[[ RECORD SET open ]]

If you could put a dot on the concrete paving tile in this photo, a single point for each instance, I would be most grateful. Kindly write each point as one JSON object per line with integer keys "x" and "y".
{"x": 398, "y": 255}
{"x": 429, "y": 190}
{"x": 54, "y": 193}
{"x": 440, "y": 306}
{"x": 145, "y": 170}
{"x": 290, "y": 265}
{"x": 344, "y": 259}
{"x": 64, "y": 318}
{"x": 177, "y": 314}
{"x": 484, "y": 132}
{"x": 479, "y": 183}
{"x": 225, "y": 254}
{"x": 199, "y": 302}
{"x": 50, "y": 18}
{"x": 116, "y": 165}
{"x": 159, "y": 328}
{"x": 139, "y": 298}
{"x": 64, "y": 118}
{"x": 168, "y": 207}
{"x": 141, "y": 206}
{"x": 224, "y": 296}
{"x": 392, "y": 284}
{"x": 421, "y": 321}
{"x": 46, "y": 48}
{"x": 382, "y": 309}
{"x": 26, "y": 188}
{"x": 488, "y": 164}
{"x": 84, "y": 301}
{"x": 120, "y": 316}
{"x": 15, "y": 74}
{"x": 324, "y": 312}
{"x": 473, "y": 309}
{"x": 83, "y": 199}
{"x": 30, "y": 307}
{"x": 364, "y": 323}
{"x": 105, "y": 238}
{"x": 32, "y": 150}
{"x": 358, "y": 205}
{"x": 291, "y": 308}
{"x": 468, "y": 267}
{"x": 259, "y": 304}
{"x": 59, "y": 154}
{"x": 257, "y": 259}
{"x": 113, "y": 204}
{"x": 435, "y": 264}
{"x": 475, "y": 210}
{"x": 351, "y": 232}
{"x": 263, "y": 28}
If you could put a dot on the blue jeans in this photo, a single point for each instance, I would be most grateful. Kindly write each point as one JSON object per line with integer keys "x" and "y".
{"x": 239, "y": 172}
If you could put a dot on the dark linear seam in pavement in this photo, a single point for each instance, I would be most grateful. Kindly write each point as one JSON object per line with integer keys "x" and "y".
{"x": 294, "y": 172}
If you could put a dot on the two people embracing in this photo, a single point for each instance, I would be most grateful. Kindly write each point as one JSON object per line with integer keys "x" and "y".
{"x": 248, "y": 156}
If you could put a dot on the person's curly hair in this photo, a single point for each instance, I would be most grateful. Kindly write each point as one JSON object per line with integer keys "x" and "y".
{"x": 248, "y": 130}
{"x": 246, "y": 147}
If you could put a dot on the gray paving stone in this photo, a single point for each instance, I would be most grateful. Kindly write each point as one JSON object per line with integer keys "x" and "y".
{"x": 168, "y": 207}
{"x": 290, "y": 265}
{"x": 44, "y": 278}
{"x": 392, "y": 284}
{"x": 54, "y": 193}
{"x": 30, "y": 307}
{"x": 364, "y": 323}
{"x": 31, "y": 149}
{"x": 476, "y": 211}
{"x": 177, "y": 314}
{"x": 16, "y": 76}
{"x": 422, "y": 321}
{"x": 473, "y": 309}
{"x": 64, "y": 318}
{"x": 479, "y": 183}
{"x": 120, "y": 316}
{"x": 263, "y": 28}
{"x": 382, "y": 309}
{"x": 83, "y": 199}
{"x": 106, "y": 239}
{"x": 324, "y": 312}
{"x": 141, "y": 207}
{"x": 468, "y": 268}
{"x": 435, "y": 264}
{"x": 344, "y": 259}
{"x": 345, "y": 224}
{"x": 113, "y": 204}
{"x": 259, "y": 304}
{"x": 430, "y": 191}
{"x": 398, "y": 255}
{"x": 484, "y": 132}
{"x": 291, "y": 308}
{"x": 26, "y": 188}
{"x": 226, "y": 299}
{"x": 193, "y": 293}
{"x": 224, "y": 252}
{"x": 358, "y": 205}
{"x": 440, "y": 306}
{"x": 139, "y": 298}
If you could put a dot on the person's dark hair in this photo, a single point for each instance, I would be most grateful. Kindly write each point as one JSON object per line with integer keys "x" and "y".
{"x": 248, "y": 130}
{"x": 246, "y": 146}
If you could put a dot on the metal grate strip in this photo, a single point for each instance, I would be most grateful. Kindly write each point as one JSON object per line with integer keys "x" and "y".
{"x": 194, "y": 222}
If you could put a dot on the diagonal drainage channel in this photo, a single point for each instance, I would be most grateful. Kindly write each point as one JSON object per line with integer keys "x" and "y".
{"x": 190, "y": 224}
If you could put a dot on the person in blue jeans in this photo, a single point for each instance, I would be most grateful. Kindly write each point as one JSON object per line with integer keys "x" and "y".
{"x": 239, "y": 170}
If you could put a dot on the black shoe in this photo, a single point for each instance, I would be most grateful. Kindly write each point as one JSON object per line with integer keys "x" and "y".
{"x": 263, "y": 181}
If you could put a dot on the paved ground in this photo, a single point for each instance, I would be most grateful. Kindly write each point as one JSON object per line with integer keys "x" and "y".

[[ RECORD SET closed ]]

EXERCISE DIRECTIONS
This exercise calls for the line containing "If you could put a dot on the black" and each line after it in the records, copied exactly.

YOUR SOLUTION
If you could put a dot on the black shoe in this photo, a single point for each instance, I would be most grateful. Kindly write each point as one JSON object per line with integer keys "x" and "y".
{"x": 263, "y": 181}
If you could put a dot on the paved ground in this photo, a single point for each instance, I would be most grateful. Kindly write each point as one JSON object per line with integer keys "x" and "y".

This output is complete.